4. Understanding Value and Temperature: Before we talk about
color temperature, let's first understand
how values are used in this painting
because in watercolor, value is the foundation. It creates structure,
depth, and clarity. If we simplify what we see, this painting can be grouped
into three main values. One is light, the sunlit
meadow and parts of the barn, two is mid tone. This is the trees behind
the barn, the distant land, and shaded areas
of the structures, and three, dark, the foreground
and the cast shadows. Even without color,
these three values already make the painting work. Let's start with the light. The light displays very
intentionally across the meadow, forming one large, clear shape. It's not scattered, it's
grouped to create impact. This becomes the main focal
point of the painting. Now notice how the
light is supported. The foreground is much darker, almost like a frame, and this contrast makes the
light feel brighter. The shadows around the trees and near the barn
are also connected, forming one strong, unified dark shape rather than
many small ones. The key idea we want
to see here is that the strength of
the light depends on the strength of
the darks around it. Now let's look at the mid tones. These are found in the trees behind and around the barn and the distant landscape
and the parts of the barn that are not
directly hit by light. They sit between light and dark, helping everything feel
connected and balanced. The distant areas are
softer and lighter, which helps push them
further back in space. Value also creates
depth in the painting. The lightest and softest
areas are in the distance, the darkest and strongest
values are in the foreground. This contrast guides
the viewer's eye and creates a sense of depth. So even before we add color, the painting already
works because the values are clear
and intentional. When your values are right, your composition reads clearly. Your light feels believable, and your painting has depth. Now that we've understood how values are placed
in the painting, let's take it one
step further and talked about color temperature. Because once your
values are clear, temperature is what brings
the painting to life. It creates that feeling of
light, depth, and atmosphere. Color temperature
simply means whether a color feels warm or cool. Warm colors includes yellow, orange and warm greens, while cool colors include blues, violets and cooler greens. In watercolor, we don't
just look at color. We look at how warm or cool a color feels in
relation to another. If we observe the painting, the sunlit meadow is warm with yellow and
yellow green tones. The roof and light heating
the barn also lean warm. The trees behind the barn are more neutral to slightly cool. The distant mountains and background are
cooler and softer, and the foreground shadow and cast shadows are the
coolest and darkest areas. So here, Joseph is not just
painting light and dark. He's using warm and cool
contrast to enhance the light. Warm colors bring light forward while cool
colors push areas back. Notice how the sunlight across the field leans
toward warm tones. It feels bright and glowing. Then look at the shadows in the foreground and
around the barn. Instead of just
making them darker, they are painted
with color tones. Instead of just
making them darker, they are painted
with cooler tones, blues and muted violets. This contrast between
warm light and cool shadow is what makes the
light feel even stronger. Temperature also
helps create depth. The background is
cooler and softer, so it recedes the midground, like the trees and
structures sits in between, and the foreground is
darker and slightly cooler, which frames the light. Even within the same value, cooler colors tend to move back while warmer colors
come forward. As you paint, instead of
asking what color is this, try asking, is this
area warm or cool? Does it support the light? If your light feels weak, cool down your shadows, and if your painting feels flat, introduce more
temperature contrast. Even with contrast, we
still want harmony. You can achieve this by
using a limited palette, letting colors mix naturally and repeating colors
across the painting. So remember, value builds the structure and temperature
creates the mood. And when they work together, your painting begins to feel
more natural and alive.

» Work to be completed
Name every method the watercolor lesson gives for keeping harmony in a painting that has temperature contrast.

» Data entries
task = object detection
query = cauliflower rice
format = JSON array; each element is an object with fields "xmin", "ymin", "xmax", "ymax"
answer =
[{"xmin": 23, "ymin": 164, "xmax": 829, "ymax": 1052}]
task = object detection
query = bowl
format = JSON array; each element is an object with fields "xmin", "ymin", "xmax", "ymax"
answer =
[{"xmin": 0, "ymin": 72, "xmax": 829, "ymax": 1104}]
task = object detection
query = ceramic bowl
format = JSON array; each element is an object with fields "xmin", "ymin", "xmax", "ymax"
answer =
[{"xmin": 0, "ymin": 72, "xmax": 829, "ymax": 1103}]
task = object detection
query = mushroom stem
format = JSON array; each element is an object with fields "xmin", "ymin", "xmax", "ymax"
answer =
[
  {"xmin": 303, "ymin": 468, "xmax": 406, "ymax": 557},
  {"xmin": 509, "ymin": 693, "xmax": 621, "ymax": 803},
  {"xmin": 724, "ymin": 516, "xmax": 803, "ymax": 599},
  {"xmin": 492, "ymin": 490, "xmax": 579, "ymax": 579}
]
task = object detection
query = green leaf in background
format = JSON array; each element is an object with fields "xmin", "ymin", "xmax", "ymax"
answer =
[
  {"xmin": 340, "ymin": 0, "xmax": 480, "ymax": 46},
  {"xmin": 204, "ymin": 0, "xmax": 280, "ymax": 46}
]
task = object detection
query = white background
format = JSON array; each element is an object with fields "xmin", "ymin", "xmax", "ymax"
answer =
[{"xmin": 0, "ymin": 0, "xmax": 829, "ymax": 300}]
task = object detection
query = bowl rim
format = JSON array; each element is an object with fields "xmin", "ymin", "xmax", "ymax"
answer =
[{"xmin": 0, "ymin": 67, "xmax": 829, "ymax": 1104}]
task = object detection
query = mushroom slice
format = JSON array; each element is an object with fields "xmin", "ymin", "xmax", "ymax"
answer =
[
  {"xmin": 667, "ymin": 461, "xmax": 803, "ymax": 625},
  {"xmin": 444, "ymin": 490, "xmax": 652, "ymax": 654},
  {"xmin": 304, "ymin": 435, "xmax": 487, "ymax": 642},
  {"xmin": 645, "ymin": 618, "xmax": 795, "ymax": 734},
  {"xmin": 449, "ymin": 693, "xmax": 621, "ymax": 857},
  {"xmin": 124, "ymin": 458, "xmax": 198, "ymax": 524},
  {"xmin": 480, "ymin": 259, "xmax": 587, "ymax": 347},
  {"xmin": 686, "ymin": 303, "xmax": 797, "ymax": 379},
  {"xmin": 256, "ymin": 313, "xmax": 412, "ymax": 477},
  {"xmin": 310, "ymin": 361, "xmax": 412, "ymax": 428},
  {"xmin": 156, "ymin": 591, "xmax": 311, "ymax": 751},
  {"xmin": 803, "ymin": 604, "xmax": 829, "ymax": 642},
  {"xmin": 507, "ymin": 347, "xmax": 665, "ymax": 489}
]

» Correct output
- Using a limited palette
- Letting colors mix naturally
- Repeating colors across the painting